> [INPUT DATA]:
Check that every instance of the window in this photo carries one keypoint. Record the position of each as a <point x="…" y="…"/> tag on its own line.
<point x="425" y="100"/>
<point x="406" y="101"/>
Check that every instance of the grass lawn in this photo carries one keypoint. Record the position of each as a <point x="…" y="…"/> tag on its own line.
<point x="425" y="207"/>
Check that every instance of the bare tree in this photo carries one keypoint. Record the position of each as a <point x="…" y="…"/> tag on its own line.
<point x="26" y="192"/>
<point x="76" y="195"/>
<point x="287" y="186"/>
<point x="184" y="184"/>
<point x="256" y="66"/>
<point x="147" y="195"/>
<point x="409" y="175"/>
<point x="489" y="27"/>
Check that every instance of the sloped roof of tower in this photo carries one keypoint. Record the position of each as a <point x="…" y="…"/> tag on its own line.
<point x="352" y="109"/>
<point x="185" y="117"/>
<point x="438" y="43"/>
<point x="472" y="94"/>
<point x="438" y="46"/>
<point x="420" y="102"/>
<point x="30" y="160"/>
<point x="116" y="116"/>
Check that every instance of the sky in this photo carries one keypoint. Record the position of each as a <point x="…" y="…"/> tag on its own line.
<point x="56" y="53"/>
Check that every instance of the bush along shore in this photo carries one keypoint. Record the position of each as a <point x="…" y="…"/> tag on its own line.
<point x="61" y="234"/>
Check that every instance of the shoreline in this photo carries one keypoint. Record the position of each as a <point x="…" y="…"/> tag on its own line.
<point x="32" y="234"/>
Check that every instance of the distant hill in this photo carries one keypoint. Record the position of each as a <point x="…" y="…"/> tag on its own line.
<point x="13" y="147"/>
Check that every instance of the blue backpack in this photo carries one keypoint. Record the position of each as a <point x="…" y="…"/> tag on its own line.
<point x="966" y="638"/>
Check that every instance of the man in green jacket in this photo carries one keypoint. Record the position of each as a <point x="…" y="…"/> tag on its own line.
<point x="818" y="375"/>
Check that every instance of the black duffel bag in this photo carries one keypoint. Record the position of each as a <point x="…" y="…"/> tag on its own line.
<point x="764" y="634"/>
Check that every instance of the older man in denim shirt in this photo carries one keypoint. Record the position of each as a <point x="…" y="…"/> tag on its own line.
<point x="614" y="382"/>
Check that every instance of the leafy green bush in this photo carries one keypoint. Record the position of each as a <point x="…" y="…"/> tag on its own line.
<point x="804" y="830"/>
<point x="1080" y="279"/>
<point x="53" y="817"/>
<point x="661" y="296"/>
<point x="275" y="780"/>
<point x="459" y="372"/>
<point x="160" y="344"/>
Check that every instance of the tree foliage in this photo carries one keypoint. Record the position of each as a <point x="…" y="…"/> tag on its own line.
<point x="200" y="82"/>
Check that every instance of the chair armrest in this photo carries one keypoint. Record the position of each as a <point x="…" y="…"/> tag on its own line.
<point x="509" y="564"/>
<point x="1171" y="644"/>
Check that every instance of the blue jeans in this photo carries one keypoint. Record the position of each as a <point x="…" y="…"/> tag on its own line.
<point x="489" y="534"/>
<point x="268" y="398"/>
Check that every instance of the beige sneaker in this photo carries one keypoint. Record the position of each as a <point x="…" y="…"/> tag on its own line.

> [WORK REQUIRED]:
Would you write out all the records exactly as they read?

> [SOLUTION]:
Check that every instance of the window in this photo carries one keypoint. Record the position of each as a <point x="…" y="…"/> tag on its own line.
<point x="425" y="100"/>
<point x="406" y="101"/>
Check that every instance of the grass lawn in this photo carries one keypoint. Record the position of each as a <point x="…" y="…"/> tag on its own line.
<point x="425" y="207"/>
Check that every instance of the bare tree in this photo carries one keypoint. Record the position of each as a <point x="…" y="…"/> tag on its own line.
<point x="26" y="192"/>
<point x="76" y="195"/>
<point x="287" y="186"/>
<point x="184" y="184"/>
<point x="256" y="66"/>
<point x="147" y="195"/>
<point x="409" y="175"/>
<point x="489" y="27"/>
Check that every instance of the sloped roof of tower in this photo carries one keypoint. Record the position of each as a <point x="…" y="…"/> tag on its own line.
<point x="352" y="109"/>
<point x="185" y="117"/>
<point x="438" y="43"/>
<point x="472" y="94"/>
<point x="438" y="46"/>
<point x="420" y="102"/>
<point x="30" y="160"/>
<point x="116" y="116"/>
Check that every instance of the sky in this photo carries one keypoint. Record the position of each as a <point x="…" y="…"/> tag on its own line.
<point x="56" y="53"/>
Check that every instance of the bush along shore in this photo carries one keypoint. Record the position of each as a <point x="…" y="…"/> tag on its own line.
<point x="61" y="234"/>
Check that every instance of the shoreline in this photo carries one keypoint. Record the position of each as a <point x="…" y="…"/> tag on its own line.
<point x="32" y="234"/>
Check that every instance of the distant hill in this photo carries one keypoint. Record the position of each as a <point x="…" y="…"/> tag on its own line.
<point x="13" y="147"/>
Check that every instance of the blue backpack in this photo carries one keypoint. Record the position of each as a <point x="…" y="…"/> tag on its own line.
<point x="966" y="638"/>
Check that every instance of the man in green jacket in this photo carries one keypoint. Record the position of each as a <point x="…" y="…"/> tag on its own line.
<point x="818" y="375"/>
Check that every instance of the black duffel bag in this photo carries one keypoint. Record the position of each as a <point x="…" y="…"/> tag on its own line.
<point x="764" y="634"/>
Check that every instance of the older man in denim shirt in this photo carries one keypoint. Record the position of each as a <point x="…" y="…"/> tag on its own line.
<point x="614" y="382"/>
Check that every instance of the leafy green bush in this photo carries one keypoint. Record the position of each as a <point x="…" y="…"/> tag on its own line.
<point x="804" y="830"/>
<point x="1080" y="279"/>
<point x="53" y="817"/>
<point x="661" y="296"/>
<point x="275" y="780"/>
<point x="459" y="372"/>
<point x="160" y="344"/>
Check that every instance of the tree foliage in this photo carries one keypoint. Record the position of each as a <point x="…" y="…"/> tag on its own line.
<point x="200" y="82"/>
Check that every instance of the chair armrest in this photo carries one keypoint. Record the position of each as a <point x="…" y="…"/> tag on its own line.
<point x="509" y="564"/>
<point x="1171" y="644"/>
Check that every instance of the blue jeans in this photo carries one keypoint. Record the position of each as a <point x="…" y="…"/> tag on its own line.
<point x="489" y="534"/>
<point x="268" y="398"/>
Check that every instance of the beige sneaker in this photo carries one keypoint. Record the position of each as a <point x="…" y="…"/> tag on its own line.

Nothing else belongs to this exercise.